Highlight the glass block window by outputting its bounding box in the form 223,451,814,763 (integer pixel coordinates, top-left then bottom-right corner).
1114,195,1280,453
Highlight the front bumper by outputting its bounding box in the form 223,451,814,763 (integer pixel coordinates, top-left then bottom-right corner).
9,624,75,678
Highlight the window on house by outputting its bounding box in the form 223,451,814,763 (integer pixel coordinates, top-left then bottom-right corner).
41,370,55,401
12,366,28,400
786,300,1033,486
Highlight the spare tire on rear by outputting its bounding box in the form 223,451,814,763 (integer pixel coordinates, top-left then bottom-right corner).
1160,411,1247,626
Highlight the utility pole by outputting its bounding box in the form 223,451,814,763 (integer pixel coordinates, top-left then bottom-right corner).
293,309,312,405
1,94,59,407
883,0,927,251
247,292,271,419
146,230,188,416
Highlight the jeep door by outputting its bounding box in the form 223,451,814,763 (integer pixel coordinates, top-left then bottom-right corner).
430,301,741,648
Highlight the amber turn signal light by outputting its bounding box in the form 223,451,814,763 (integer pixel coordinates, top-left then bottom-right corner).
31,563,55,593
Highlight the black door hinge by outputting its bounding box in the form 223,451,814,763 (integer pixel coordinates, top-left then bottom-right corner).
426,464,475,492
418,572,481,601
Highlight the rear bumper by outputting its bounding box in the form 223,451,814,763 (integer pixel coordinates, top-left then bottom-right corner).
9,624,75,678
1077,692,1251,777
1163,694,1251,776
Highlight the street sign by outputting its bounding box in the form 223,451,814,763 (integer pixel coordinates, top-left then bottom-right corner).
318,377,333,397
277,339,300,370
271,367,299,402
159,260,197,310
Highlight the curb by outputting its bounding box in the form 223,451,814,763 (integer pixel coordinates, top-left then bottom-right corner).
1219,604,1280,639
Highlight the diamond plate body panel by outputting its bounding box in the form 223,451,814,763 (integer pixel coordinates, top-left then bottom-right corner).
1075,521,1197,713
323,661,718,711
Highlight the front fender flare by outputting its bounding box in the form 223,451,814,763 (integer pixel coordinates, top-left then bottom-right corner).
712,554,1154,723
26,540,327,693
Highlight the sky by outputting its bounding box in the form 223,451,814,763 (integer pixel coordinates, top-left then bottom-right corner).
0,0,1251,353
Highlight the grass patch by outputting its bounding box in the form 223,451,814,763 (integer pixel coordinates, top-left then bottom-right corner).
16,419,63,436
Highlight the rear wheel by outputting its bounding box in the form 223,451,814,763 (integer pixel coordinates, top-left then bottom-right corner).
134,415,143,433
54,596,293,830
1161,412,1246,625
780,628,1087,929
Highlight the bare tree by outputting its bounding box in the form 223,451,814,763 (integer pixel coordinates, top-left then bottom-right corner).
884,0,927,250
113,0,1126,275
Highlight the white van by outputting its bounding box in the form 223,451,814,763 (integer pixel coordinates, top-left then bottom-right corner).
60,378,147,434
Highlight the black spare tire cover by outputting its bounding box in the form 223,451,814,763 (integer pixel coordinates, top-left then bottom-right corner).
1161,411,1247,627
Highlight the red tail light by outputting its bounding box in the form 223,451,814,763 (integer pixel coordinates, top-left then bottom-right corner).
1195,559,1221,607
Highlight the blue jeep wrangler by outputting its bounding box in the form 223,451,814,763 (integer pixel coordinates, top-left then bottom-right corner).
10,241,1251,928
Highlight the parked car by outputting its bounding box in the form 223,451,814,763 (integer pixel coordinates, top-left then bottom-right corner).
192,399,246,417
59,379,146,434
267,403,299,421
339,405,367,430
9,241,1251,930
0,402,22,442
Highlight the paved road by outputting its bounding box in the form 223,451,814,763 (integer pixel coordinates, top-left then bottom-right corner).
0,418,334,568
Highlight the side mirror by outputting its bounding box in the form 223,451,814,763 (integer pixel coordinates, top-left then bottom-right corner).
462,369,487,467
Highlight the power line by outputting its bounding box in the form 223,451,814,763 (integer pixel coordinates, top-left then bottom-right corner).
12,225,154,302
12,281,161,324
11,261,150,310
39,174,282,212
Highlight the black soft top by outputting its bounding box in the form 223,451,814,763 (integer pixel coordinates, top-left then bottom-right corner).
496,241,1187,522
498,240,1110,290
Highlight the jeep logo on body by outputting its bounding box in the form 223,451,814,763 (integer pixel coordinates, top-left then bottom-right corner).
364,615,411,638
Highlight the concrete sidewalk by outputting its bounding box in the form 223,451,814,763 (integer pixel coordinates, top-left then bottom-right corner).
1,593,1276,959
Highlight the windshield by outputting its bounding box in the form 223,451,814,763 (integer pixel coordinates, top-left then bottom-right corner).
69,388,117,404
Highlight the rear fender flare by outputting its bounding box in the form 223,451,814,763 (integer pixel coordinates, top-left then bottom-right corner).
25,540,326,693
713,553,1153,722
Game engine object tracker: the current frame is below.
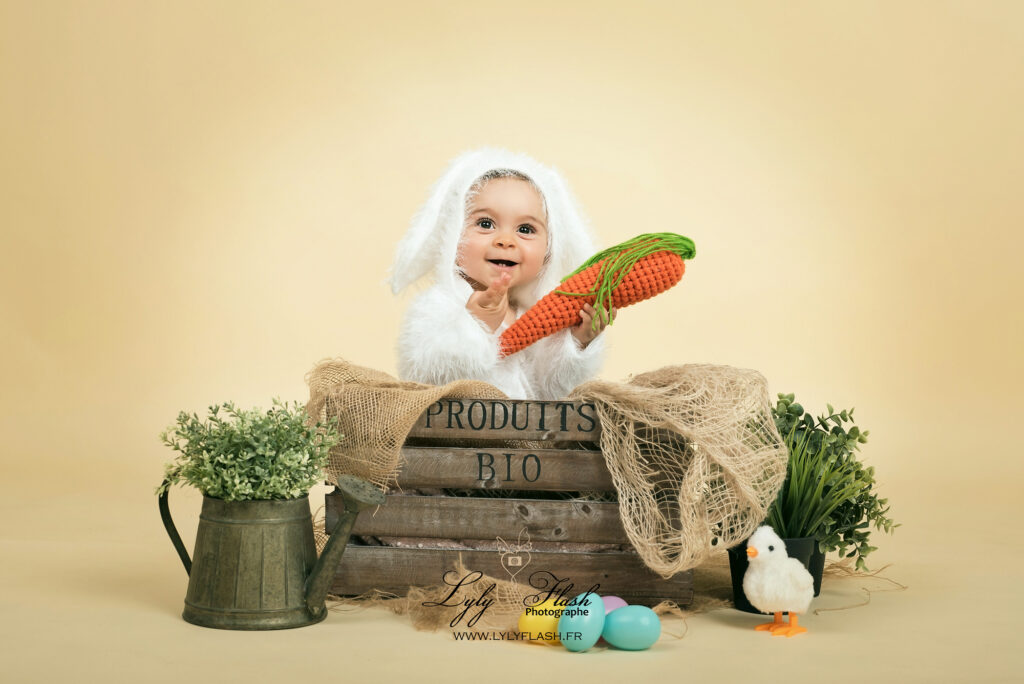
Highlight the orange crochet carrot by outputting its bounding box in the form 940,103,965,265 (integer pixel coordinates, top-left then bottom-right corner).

☆ ☆ ☆ ☆ ☆ ☆ ☆

■ Your assignment ■
Output each record verbatim and leave out its pictures.

■ Response area ■
Highlight the glass block window by outputting its bounding box in the form 223,451,814,763 (integer pixel coordinates, top-left then bottom-right corner).
1114,195,1280,453
Highlight the front bumper by outputting its bounding box in the form 223,451,814,763 (integer pixel coordinates, top-left then bottom-right corner).
9,624,75,678
Highlight the window on house by outputting its bounding box in the form 223,451,814,763 (integer pixel coordinates, top-left then bottom-right corner).
41,370,55,401
12,366,28,400
786,300,1033,486
Highlight the spare tire on rear by outputting its bounding box in the form 223,451,814,763 (integer pixel coordinates, top-left then bottom-right corner).
1160,411,1247,626
Highlight the utility pole by outputting its bounding box in the form 223,451,814,763 (integer pixel coordinates, top-left then bottom-right corner).
293,309,312,405
1,94,59,407
883,0,927,251
247,292,271,419
146,230,188,416
Highlight the jeep door by outputting its bounding box in the form 223,451,814,763 (integer pixel coordinates, top-left then bottom-right corner).
430,301,741,648
Highlight the amber turn signal light by outputting its bounding box in the form 223,451,814,763 (integer pixel coordinates, top-left then bottom-right corner).
31,563,55,593
Highlight the black door hinge by outputting its bounding box in the form 223,451,814,763 (integer pixel coordinates, top-left then bottom-right corner).
426,464,475,492
418,572,481,601
Highlight the rear bumper by outputting its bounding box in the form 223,451,814,763 (integer pixel coordinates, top-left then bottom-right corner).
9,624,75,678
1077,692,1251,777
1163,694,1251,776
Highlight the street sign by outputting its bounding box in the form 223,451,814,763 (integer pixel coordinates, top-left then bottom-right corner).
318,377,333,397
277,339,300,370
271,367,299,402
159,260,197,310
Highlight the curb by outputting its bounding box in the form 223,451,814,763 (integer pixel coordinates, top-left then bottom-right corner).
1219,604,1280,639
Highlight the diamond plate body panel by outputting its bounding box in the form 223,451,814,763 (integer pixel coordinates, top-left then bottom-right corner).
1075,521,1197,713
323,661,718,711
Highlight the front fender flare by outputting its bounding box in the form 223,451,814,763 (integer pixel coordinates, top-left then bottom-right corner).
712,554,1154,723
26,540,327,693
Highlight the sky by outputting its bounding box in the form 223,451,814,763 (integer pixel coordinates, top-left then bottom-right corner).
0,0,1251,353
Highlight the grass patch by outputting its bounding box in the form 223,451,814,763 (integer pixel coordinates, top-left then bottom-right corner).
16,419,63,436
Highlight the rear wheel by outputting its bounding box in the form 223,451,814,763 (integer pixel coordinates, top-left then bottom-right corner).
134,415,143,433
54,596,293,830
1161,412,1246,625
780,628,1087,929
Highlight the bare tree by outputting its bounding box in the form 223,451,814,763 (integer pixel coordinates, top-left then bottom-right corner).
884,0,927,250
113,0,1126,275
Highlight the white van by outputting its bounding box in the form 223,451,814,763 (integer pixel coordinates, top-left then bottom-right corner).
60,378,147,434
Highlight the black spare tire cover by outputting its bounding box in the form 223,451,814,763 (integer pixel coordinates, top-left then bottom-right corner).
1161,411,1247,627
Highlight the red tail light by outputting its bounding box in the form 223,451,814,763 (integer pixel coordinates, top-left then bottom-right corner).
1195,559,1221,607
Highlight the blue jeep wrangler by outputting its bounding box in the form 223,451,814,763 (integer pixel coordinates, top-left then bottom-right corner).
10,241,1251,928
Highlight the parked car by outputting its bounding box in the form 223,451,814,763 (integer pixel coordinates, top-left then bottom-right corner).
192,399,246,417
59,379,146,434
267,403,299,421
339,405,367,430
9,241,1251,930
0,402,22,442
Highlight the paved road by outputting its bounding box in the form 223,451,814,763 (integer pixel coordinates, top-left then bottom-right corner).
0,418,334,568
Highlight the side mirror by outputting its bounding box in the form 223,451,814,763 (integer pixel coordinates, top-left then bottom-right corner).
462,369,487,467
Highlight the power line by outputting its bounding box in the form 223,451,814,763 (integer pixel coordinates, top-left then bottom-right corner).
12,225,154,302
12,281,161,324
11,261,150,310
39,174,282,212
Highlight the black soft top by outputting its bounding box in the form 223,451,814,763 (integer pixel coordinates, top-left then bottom-right corner).
496,241,1187,522
498,240,1110,290
Highlight the jeep logo on body by outputting its bounding box in the form 223,451,814,763 (integer pixel coordinates, top-left then bottom-right corner).
364,615,411,638
Highlight the concrete sidewalk by outputting its bounding box in the form 223,451,814,763 (integer pixel coordinates, top-left then bottom-right corner).
1,593,1276,959
Highlight the windshield by outputting its bounding box in the form 223,451,814,763 (integer pixel coordinates, top-left then bottom-right corner).
69,388,117,404
Highlight the rear fender flare by outputting its bounding box in the form 223,451,814,763 (integer pixel coordinates, top-left then bottom-right corner).
25,540,326,693
713,553,1153,722
Game engine object tracker: the current frame is below.
Highlight the orange crochet carrot by outputting its bounding box in the form 940,103,965,265 (integer pixel coordinates, top-left then bottom-right corner).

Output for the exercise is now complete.